TEXT EXTRACT |
>> Start

On 16 March that year, Hitler, contravening the Versailles Treaty (1919), announced that the country was rearming and, furthermore, that military service would be reintroduced. The war machinery was being reactivated. Within three years German troops had occupied Austria, annexing it de facto into the Third Reich. Greater Germany was re-emerging.
Away from this pre-war atmosphere, St. Pauli had a good 1935–6 season, made possible by its coach, Otto Schmidt – an ex-player for the club who made his living as a coal merchant. The club won promotion to the first division. The following year, in 1937, the Hamburg team came fourth in the Gauliga, drawing on points with second-place Holstein Kiel and third-place SC Victoria. That was its biggest sporting achievement of the decade. The same year, most St. Pauli directors joined the NSDAP, probably believing that this was the best way to serve the club’s interests.
The team ended the next two seasons towards the top of the Gauliga table in a solid fifth place. Things changed, however, with the outbreak of war in 1939. That year St. Pauli could not avoid relegation. Institutionally the club’s directors, despite their initial indifference, aligned themselves with the authorities following a propaganda campaign begun by the Nazis after the occupation of the Sudetes (in October 1938). These territories were part of Czechoslovakia (made up of minor parts of Bohemia, Moravia and Eastern Silesia). They were inhabited by a German-speaking minority and had been claimed by the Nazis during the interwar period.
In the summer of 1939, all men of between 18 and 45 years of age were called up to be army reservists. They all had to be able to fight in future operations led by the Reich’s chief of staff. Conscription affected 120 players from different St. Pauli sporting branches, among which were eight starting players from FC St. Pauli’s first team. By 1941 the figure had increased to 200 sportsmen.12 As well as those called up, the club also suffered losses from Nazi repression. An example was the internment of a member of the coaching staff, Peter Julius Jürs,13 at the Neuengamme death camp, where he came across Otto ‘Tull’ Harder – the ex-HSV forward who helped administer the grounds as an SS member.
In the end, Germany invaded Poland at dawn on 1 September 1939. The Second World War had started. For the first weeks of the conflict football was stopped across the country. The Nazi hierarchy had decided to indefinitely suspend all sporting contests. Two months later, matches resumed as the regime wished to transmit to its people a feeling of normality. The war’s outbreak led to players going back and forth between playing and fighting at the front. This explains why it was impossible for St. Pauli to keep a stable team – the reason it was not able to play in local championships in the 1940–1 and 1941–2 seasons. In the latter season military teams proliferated, such as FC LSV Pütnitz (Pütnitz Air Force FC) or the SS Strasbourg Sports Union; and the sanktpaulianer shirt was worn for a few months by the Czech international Rudolf Krcil, a midfielder who had stood out while playing for Slavia Prague. During the first years of the conflict, the directors were almost exclusively occupied with overcoming the hurdles created by the war and managing the club as best as possible. Meanwhile the city’s port became a strategic centre for the German navy fleet. Warships and submarines were built in the local shipyards.

>> End

SUPPLIED DATA |
>> Start

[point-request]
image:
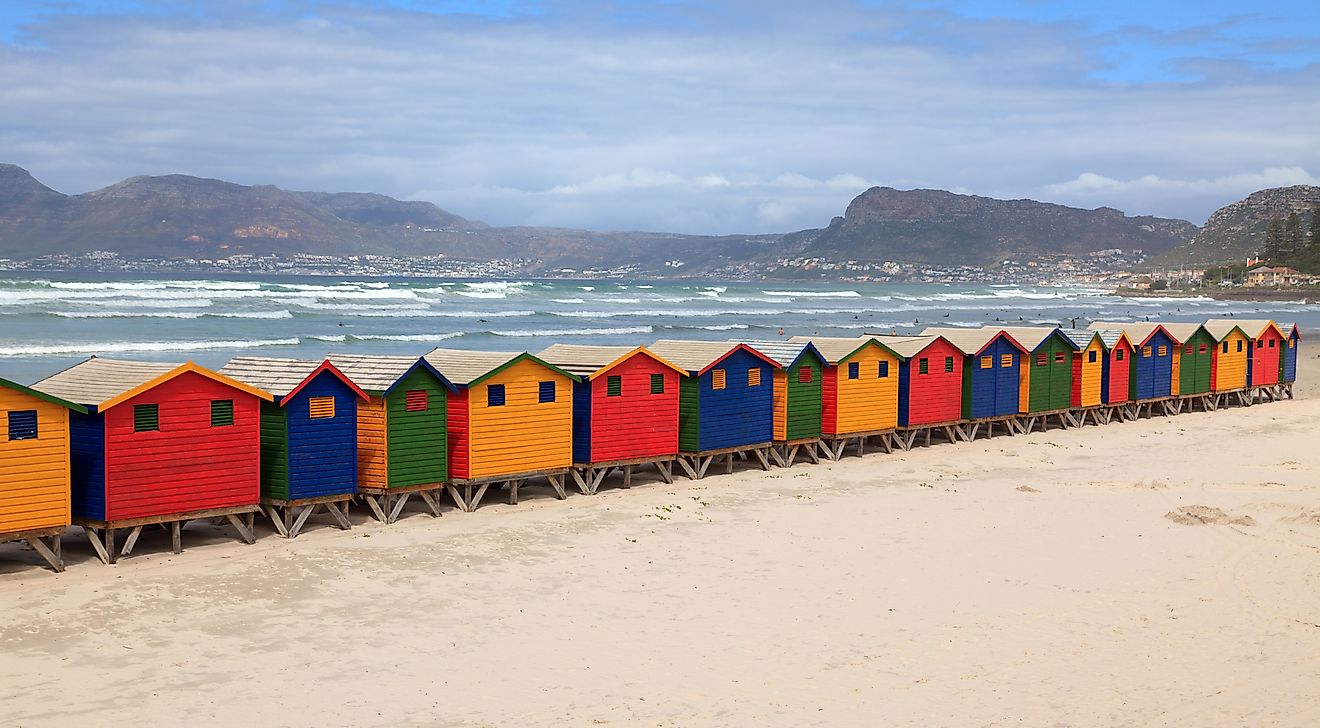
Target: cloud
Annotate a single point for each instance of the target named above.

>> End

DO THIS | Write out the passage of the St. Pauli club history from "On 16 March" to "Germany was re-emerging.", word for word. The material that comes after the text is separate from it.

RESPONSE TO THIS EXERCISE |
On 16 March that year, Hitler, contravening the Versailles Treaty (1919), announced that the country was rearming and, furthermore, that military service would be reintroduced. The war machinery was being reactivated. Within three years German troops had occupied Austria, annexing it de facto into the Third Reich. Greater Germany was re-emerging.